Excerpt:

BEGIN

Sylvia Earle investigates sargassum off Bermuda during a 2010 expedition as part of her Mission Blue initiative to explore and protect the ocean. “The Sargasso,” Earle says, “shines with hope in a troubled ocean.”
Photograph by Shaul Schwartz, Getty Images

I can almost feel the sizzle of energy as sunlight, carbon dioxide, and water work the magic of photosynthesis while I drift, wrapped in a golden curtain of sargassum, just off Bermuda. I revel in the sensation and am thrilled to see tiny bubbles of oxygen, a by-product of photosynthesis, rise to the surface and join the oxygen produced by trillions of diatoms, blue-green bacteria, and other phytoplankton in the surrounding ultraclear water.

As a living laboratory, the Sargasso Sea—with its masses of sargassum and their cargoes of lilliputian creatures—has yielded important findings about how and why the ocean matters to everyone, everywhere, all the time.

END

Exercises:
(1) Can you echo everything in the Sargasso Sea passage above, from "Sylvia Earle investigates" down to "surrounding ultraclear water.", word for word?
(2) How would the Sargasso Sea passage above carry on? Write the next few sentences after its final line.

Supplied entries:
BEGIN

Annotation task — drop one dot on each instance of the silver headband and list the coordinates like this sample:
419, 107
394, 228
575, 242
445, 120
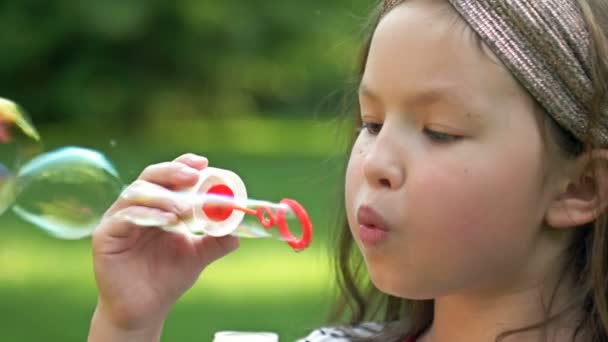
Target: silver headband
546, 46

END

Responses:
(1)
Sylvia Earle investigates sargassum off Bermuda during a 2010 expedition as part of her Mission Blue initiative to explore and protect the ocean. “The Sargasso,” Earle says, “shines with hope in a troubled ocean.”
Photograph by Shaul Schwartz, Getty Images

I can almost feel the sizzle of energy as sunlight, carbon dioxide, and water work the magic of photosynthesis while I drift, wrapped in a golden curtain of sargassum, just off Bermuda. I revel in the sensation and am thrilled to see tiny bubbles of oxygen, a by-product of photosynthesis, rise to the surface and join the oxygen produced by trillions of diatoms, blue-green bacteria, and other phytoplankton in the surrounding ultraclear water.

(2)
It was in 1986 that Prochlorococcus—Earth’s smallest and most numerous photosynthetic organisms—were discovered in the Sargasso. Now known to occur globally, they churn out as much as 20 percent of the oxygen in the atmosphere. Seaweed and microscopic organisms provide oxygen for life in the sea and more than half the oxygen in the air we breathe. The carbon dioxide they capture is transformed with water into sugar, helping to fuel the complex ocean food webs that culminate in tuna, sharks, whales—and us.